- **Excerpt to read**:
[Start of section]

Irish housebuilder Cairn Homes has scrapped its shareholder dividend, frozen earnings guidance, and is suspending its current share buyback programme; news of which initially pulled the company’s share price down by over 3% before it recovered.
Ultimately, the Cairn stock – which has held up over the past week — closed the day up by over 2% despite the negative measures to guard against the worst economic consequences of the Covid-19 spread.
The company has also said it expects house sales activity to be negatively impacted over the near-term and possibly for “an indeterminate period of time”.
Cairn had intended to pay a final dividend of 2.75c per share for 2019 and has completed around €46m of its €60m share buyback programme.
It said it still expects to generate “significant excess cash” over the coming years and that its medium-term commitment to a progressive capital returns policy to investors “remains in place”.
“The company’s focus is on prudently managing the business in the long-term interests of all stakeholders through this unprecedented time,” Cairn said.

[End of section]

- **Requirement 1**: According to the Cairn Homes article, how much of its share buyback program had the company completed?
- **Requirement 2**: Please carry on the Cairn Homes article from its final sentence, adding a few more sentences in the same news style.

- **Supplied information**:
[Start of section]

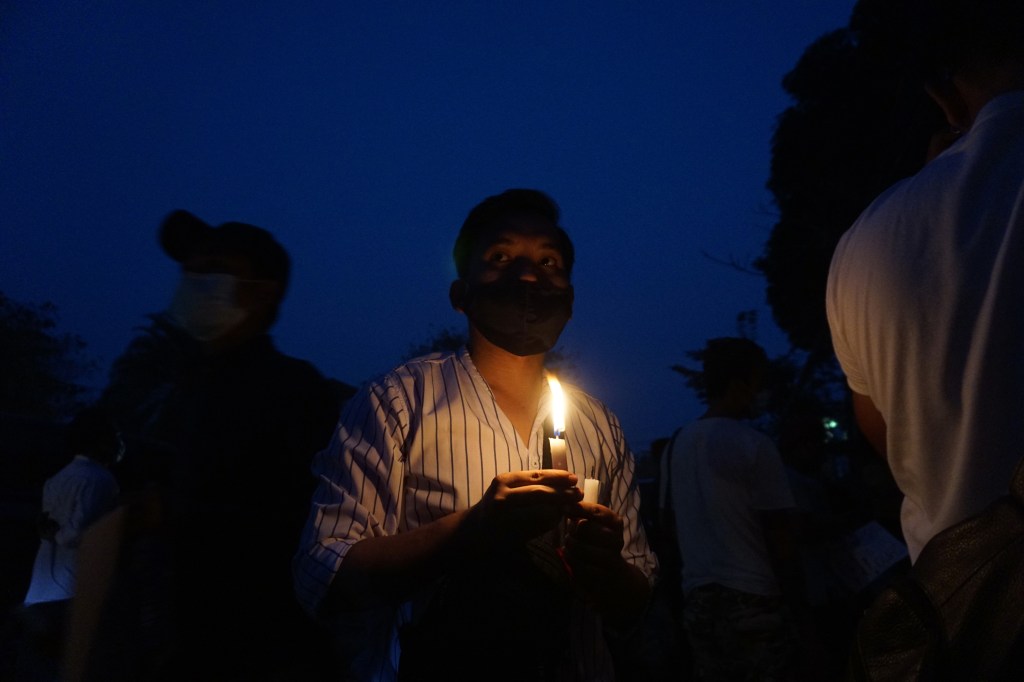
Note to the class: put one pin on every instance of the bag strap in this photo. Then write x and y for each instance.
(1017, 482)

[End of section]

- **Answer 1**: Around €46m of its €60m share buyback programme.

- **Answer 2**:
“Cairn has seen footfall to sites decrease materially over the last two weeks, although online engagement is up.
"The company has confirmed that 85% of its 853 forward sales are contracted, which will give it short-term comfort on revenue if construction can continue,” said Davy analyst Colin Sheridan.
Cairn said it cannot give any earnings guidance for this year while the Covid-19 situation remains so uncertain, but will do so “in due course”.
It said its balance sheet remains strong with total equity of nearly €764m, underpinned by €900m in inventories, including €204m worth of construction work in progress and €693m worth of development land.